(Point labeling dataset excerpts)
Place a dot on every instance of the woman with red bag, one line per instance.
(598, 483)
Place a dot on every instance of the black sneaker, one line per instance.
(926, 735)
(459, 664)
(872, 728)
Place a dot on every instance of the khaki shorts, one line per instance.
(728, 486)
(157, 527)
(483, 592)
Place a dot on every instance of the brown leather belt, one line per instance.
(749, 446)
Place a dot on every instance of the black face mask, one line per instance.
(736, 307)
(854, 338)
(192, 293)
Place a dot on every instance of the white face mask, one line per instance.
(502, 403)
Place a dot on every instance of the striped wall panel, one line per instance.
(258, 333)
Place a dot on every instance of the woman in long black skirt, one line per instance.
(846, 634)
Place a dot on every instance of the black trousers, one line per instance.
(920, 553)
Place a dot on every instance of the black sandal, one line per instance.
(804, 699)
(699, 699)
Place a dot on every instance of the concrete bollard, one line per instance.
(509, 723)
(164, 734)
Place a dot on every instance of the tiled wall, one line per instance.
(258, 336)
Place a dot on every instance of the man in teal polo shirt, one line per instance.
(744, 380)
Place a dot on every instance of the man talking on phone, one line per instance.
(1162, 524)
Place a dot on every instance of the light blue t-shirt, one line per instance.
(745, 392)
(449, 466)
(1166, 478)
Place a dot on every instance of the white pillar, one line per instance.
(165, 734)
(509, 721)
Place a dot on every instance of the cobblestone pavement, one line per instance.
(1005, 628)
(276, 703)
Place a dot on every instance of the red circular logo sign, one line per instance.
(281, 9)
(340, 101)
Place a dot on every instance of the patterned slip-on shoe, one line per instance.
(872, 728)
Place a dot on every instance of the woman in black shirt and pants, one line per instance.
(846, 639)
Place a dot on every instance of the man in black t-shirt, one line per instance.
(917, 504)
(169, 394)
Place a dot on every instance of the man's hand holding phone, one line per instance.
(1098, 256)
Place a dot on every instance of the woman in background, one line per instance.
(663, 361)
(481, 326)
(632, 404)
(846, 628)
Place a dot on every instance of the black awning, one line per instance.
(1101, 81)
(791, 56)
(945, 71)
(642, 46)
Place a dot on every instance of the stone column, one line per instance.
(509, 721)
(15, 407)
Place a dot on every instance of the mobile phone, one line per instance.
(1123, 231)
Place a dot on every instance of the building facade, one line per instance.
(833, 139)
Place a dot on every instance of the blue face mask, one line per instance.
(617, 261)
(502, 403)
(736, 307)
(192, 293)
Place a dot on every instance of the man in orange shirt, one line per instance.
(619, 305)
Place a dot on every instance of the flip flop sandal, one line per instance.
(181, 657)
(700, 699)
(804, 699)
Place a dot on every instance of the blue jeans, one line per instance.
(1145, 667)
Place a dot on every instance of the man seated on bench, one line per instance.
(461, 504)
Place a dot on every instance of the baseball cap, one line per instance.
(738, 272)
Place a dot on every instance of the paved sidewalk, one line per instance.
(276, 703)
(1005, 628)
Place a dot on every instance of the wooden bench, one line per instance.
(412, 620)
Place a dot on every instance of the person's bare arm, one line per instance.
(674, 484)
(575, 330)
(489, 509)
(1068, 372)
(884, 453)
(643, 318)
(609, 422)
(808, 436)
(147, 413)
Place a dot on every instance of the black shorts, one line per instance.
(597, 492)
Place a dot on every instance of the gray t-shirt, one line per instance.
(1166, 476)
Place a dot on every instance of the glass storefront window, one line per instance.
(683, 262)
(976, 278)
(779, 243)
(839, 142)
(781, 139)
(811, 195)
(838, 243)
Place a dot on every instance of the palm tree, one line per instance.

• **Short task**
Through the last line of the entries above, beginning at the line containing "Place a dot on every instance of the blue face", transcribe each line exactly, both ends included and nothing more.

• **Solution for this exercise**
Place a dot on every instance of the blue face mask, one line per instance.
(617, 261)
(502, 403)
(736, 307)
(192, 293)
Place a dot on every instance of the man in orange shirt, one line per instance.
(619, 305)
Place a dot on every instance of the flip flop sandal, one line per instance.
(181, 657)
(700, 699)
(804, 699)
Place a dot on every instance of the blue jeans, one line per instance.
(1145, 667)
Place a dot on every instance of the man seated on bench, one line per instance.
(461, 504)
Place a dot on every instance of the baseball cap, one line per instance.
(738, 272)
Place a dot on every instance of the paved sidewalk, one line per instance.
(276, 703)
(1005, 628)
Place a dot on every instance of the wooden bench, one line per instance.
(412, 620)
Place a dot on every instance of the person's bare arm, one line per instance.
(674, 484)
(575, 330)
(489, 509)
(1068, 372)
(884, 453)
(643, 318)
(609, 422)
(808, 436)
(147, 413)
Place a dot on every instance of the black shorts, one line per instance.
(597, 492)
Place a dot on every instance of the gray t-shirt, one line per instance.
(1166, 476)
Place a dot on every instance of the glass storefront window, one line per instance.
(683, 262)
(976, 278)
(779, 243)
(839, 142)
(781, 139)
(811, 195)
(838, 243)
Place a dot on every instance of the palm tree, one line per instance.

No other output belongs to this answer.